> Text excerpt:
begin
I was afraid to greet Antonietta because not only did I not know what to say but I thought I would cry. All of the family members huddled in the kitchen organically thrust me forward and there I was in front of Antonietta, looking so small in her wheelchair.
“Cristina, you came to visit me.”
I nodded and started to cry.
“Somebody get Cristina and Peppe some chocolate and wine,” she faintly wheezed while barely managing to lift an index finger.
A family member fumbled under the sink and found the same Fiuggi bottle of wine we had been drinking the previous summer. Two short glasses of wine materialized. A platter of chocolate was placed on the table next to plastic bags of painkillers. We drank a glass of wine and she patted our hands.
“How is your beautiful black friend?” she asked me in whisper.
She died the next day.
I learned all about mourning the dead in Italy that spring. There is the wake when you kiss the dead person’s cheek. Antonietta’s was the first lifeless cheek I had every kissed. The death notices pasted on street corners. Antonietta’s read ‘adored by all.’ The burgundy velvet announcement placed almost regally in front of the dead person’s house that still causes a little jolt of electricity to coarse through me when I see one. The funeral procession through town. The massive orchid arrangements at the cemetery. The biggest often sent from family members living in America. The fresh mound of earth that will cover the dead body for five years before it is exhumed and placed in a family vault. All of this I learned from Antonietta.
Since Antonietta’s passing, I have attended at least a dozen funerals in Agerola. There was Uncle Gennaro the carpenter who first taught me how to plant and harvest potatoes. He laughed when he learned that my grandfather was Irish.
“To think I taught an Irish immigrant’s granddaughter how to plant a potato,” he told me with a hint of satisfaction.
There was also Peppe’s friend Franco who wrote poetry and called me cara Cristina, sweet Kristin whenever he saw me in the piazza. And Cousin Pietro who once upon celebrating Thanksgiving with us said that the turkey was great but the pumpkin pie was disgusting.
end
> Tasks to complete:
**A.** From the memoir passage about mourning in Agerola, name every person whose funeral the narrator says she attended after Antonietta's passing.
**B.** Put this sentence from the memoir passage into Spanish: "A platter of chocolate was placed on the table next to plastic bags of painkillers."
**C.** Carry the memoir passage about funerals in Agerola forward from its last sentence.
The material that comes next is separate from the memoir passage above.

> Supplied information:
begin
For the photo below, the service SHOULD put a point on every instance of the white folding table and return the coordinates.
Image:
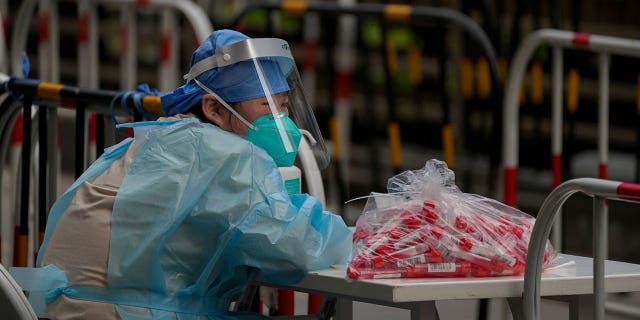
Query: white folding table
(420, 295)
end
> Solved problems:
**A.** Uncle Gennaro the carpenter, Peppe's friend Franco, and Cousin Pietro.

**B.** Se colocó una bandeja de chocolate en la mesa junto a unas bolsas de plástico con analgésicos.

**C.**
On the Day of the Dead, November 2nd, we visit these family members at the cemetery in Agerola. The longer I live in Italy, the more friends I have in this little departed corner of town. We buy flowers. Red carnations for Peppe’s father. A single red rose for Antonietta. Then we walk through the cemetery and greet the dead. Usually I rub a photograph of the dead person and then kiss my clenched hand. Some of the people in the cemetery whom I greet, I have never even met before but they are friends of friends or family of friends or they just have nice smiles in their picture so I feel like saying hello.
On the day of her funeral, I stood behind Antonietta’s grave with Peppe’s mother. My high heels sank into the wet earth and I nearly tripped as Giovanni kissed my cheek. He was crying and then I was crying. I felt embarrassed because I didn’t really even know Antonietta that well. I wondered if people would think I was fake crying for effect.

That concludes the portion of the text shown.